═════ Extracted information ═════

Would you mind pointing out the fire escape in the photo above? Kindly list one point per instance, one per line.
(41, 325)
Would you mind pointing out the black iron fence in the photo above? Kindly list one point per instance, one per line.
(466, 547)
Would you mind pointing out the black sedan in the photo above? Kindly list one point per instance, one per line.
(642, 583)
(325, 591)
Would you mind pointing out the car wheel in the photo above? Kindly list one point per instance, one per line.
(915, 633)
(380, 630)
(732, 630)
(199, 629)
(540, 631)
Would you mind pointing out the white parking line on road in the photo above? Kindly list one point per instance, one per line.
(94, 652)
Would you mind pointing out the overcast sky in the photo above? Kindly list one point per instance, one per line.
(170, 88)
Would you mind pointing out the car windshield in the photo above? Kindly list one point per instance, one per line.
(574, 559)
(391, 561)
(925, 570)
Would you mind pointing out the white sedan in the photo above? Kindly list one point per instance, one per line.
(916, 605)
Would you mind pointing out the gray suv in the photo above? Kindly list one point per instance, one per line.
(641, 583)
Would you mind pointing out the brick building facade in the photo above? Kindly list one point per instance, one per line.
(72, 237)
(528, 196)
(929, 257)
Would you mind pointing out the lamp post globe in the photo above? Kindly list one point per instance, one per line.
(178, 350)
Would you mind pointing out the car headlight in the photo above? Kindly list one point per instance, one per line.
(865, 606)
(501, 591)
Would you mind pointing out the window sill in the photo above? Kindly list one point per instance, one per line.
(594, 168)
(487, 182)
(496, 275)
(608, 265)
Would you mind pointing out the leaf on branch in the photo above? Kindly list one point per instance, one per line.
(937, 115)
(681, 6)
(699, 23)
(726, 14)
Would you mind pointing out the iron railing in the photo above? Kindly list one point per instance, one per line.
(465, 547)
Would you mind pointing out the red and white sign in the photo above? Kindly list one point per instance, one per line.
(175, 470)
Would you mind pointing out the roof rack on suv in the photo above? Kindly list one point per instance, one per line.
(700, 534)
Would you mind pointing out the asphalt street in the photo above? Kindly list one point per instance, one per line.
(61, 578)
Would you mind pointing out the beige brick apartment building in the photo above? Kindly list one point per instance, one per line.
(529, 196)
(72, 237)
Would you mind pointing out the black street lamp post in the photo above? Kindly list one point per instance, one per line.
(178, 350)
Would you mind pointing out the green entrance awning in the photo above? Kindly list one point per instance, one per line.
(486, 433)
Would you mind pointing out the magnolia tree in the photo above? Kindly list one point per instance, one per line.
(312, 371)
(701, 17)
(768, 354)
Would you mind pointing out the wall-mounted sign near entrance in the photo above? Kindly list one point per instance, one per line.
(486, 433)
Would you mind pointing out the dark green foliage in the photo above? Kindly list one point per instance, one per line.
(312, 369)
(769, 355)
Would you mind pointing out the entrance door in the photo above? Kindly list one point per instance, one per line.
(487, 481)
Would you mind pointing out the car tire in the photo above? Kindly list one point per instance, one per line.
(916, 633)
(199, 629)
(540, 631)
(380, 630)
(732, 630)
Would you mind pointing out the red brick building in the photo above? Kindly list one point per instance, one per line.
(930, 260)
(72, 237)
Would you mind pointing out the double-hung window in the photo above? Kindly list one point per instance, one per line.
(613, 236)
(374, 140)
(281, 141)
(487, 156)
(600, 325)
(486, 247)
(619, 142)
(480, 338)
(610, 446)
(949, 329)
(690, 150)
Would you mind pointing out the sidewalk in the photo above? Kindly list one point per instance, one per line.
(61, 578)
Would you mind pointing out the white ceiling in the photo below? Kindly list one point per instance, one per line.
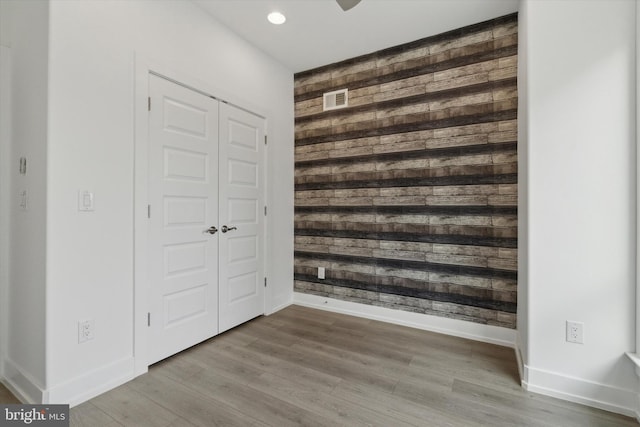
(318, 32)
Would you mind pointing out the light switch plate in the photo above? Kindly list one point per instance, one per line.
(85, 201)
(23, 200)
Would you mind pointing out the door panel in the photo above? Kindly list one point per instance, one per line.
(241, 206)
(183, 197)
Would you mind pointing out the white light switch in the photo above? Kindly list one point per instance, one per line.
(85, 200)
(24, 200)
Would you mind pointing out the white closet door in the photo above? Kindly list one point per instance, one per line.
(183, 189)
(242, 213)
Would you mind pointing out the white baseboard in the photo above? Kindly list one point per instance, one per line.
(597, 395)
(22, 385)
(89, 385)
(475, 331)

═════

Copy every one of the lines above word for word, but leave the pictures out of your answer.

Would you mind pointing out the fire escape in the photo above? Kindly list one point per instance, one per line.
(41, 325)
Would you mind pointing out the black iron fence in the photo above? Kindly list one point per instance, one per line.
(466, 547)
Would you mind pointing out the black sedan in the photo above? Kindly list one point per instance, one per line.
(642, 583)
(325, 591)
Would you mind pointing out the car wheel in the photo above? Kindly list one point per instance, one per line.
(915, 633)
(380, 630)
(732, 630)
(199, 629)
(540, 631)
Would you mind pointing out the white parking line on road in the photo above? Kindly list one point per instance, one per line.
(94, 652)
Would you mind pointing out the overcast sky in the photo above? Kindly list one point per instance, one per line.
(170, 88)
Would you mind pointing out the car windshield in the photo above? Kindly list one point per instance, one per line.
(574, 559)
(391, 561)
(925, 570)
Would you mind pointing out the white sedan in the photo above? Kindly list one point per instance, one per line.
(916, 605)
Would you mind pointing out the gray suv in the photo above? Kindly list one point per instance, one per line.
(641, 583)
Would you mind pointing out the brick building facade in the photo above? Kindly list one point per instance, one per line.
(72, 237)
(528, 196)
(929, 257)
Would you mind pointing out the lamp post globe in the photo above? Kindly list one point per instance, one per line.
(178, 350)
Would you mind pointing out the car headlight in the photo above? Kindly list one point per instance, one per line.
(865, 606)
(501, 591)
Would you mind pointing out the window sill in the photo above? Kindly list one point per instance, one per line.
(594, 168)
(487, 182)
(496, 275)
(608, 265)
Would you mind pointing out the leaf on branch in the photo above? Kindly list one point per instance, one per line.
(937, 115)
(681, 6)
(699, 23)
(726, 14)
Would you mind pointing out the iron railing in the photo above? Kindly list one point per instance, one per line.
(465, 547)
Would you mind pointing out the red and white sign in the photo above? Kindly list one point per instance, one per line.
(175, 470)
Would you mind pointing out the roof rack on suv in the photo above? Kindly list one point per instance, one per line.
(700, 534)
Would you mind pointing out the asphalt street in the photo above? Kindly list one point per instance, one per line.
(61, 578)
Would you mind pointing out the beige brick apartment building in the photo above? Kindly list one point per instance, one per line.
(529, 196)
(72, 237)
Would you mind pointing out the black street lamp post in the photo above? Kindly list one point per instance, one per line.
(178, 350)
Would you mind pointing out the green entrance awning in the photo above? Kindly list one point per instance, one per line.
(486, 433)
Would you mind pointing out the magnolia tree in the photo above? Kindly list one point per instance, one per line.
(312, 371)
(701, 17)
(768, 354)
Would you mind pointing out the wall-mounted sign near entrance in the photo above? Kindly list one point per instance, one per line.
(486, 433)
Would you mind pointing out the dark green foliage in the photo above? Kindly list one point per instance, one per line.
(312, 369)
(769, 355)
Would you mind pointing out the entrance door in the photo above? Kindly list one point per instance, one per line.
(487, 481)
Would you mind pointing out the car tire in the photo above? Kindly list one point per instance, one per line.
(916, 633)
(199, 629)
(540, 631)
(380, 630)
(732, 630)
Would you mind pointing out the red brick building in the photo above? Kindly list one point per instance, one per line.
(930, 260)
(72, 237)
Would you mind pointing out the double-hung window in the photo above? Kindly list one point per instance, one per line.
(613, 236)
(374, 140)
(281, 141)
(487, 156)
(600, 325)
(486, 247)
(619, 142)
(480, 338)
(610, 446)
(949, 329)
(690, 150)
Would you mind pointing out the sidewalk in the photo above? Kindly list one point per instance, one per line.
(61, 578)
Would you mind pointing out the white ceiling in the photo below? Kindly list one point per instance, one per line.
(318, 32)
Would you mind pointing out the light switch plate in the photo above? Kindly list one point per instance, one per line.
(85, 201)
(23, 200)
Would you mind pointing out the door panel in the photo above? Kindly list one point per instance, one per line.
(241, 206)
(183, 197)
Would you mind pointing out the white light switch in the photo above? Kindly list one point per instance, one per line.
(85, 200)
(24, 200)
Would you mind pointing out the white closet door in the photo above? Kindly list one point per instance, one per line.
(183, 189)
(242, 213)
Would you mind pointing out the white baseboard in the photo above? Kindly list one point per instance, one per line.
(597, 395)
(22, 385)
(89, 385)
(475, 331)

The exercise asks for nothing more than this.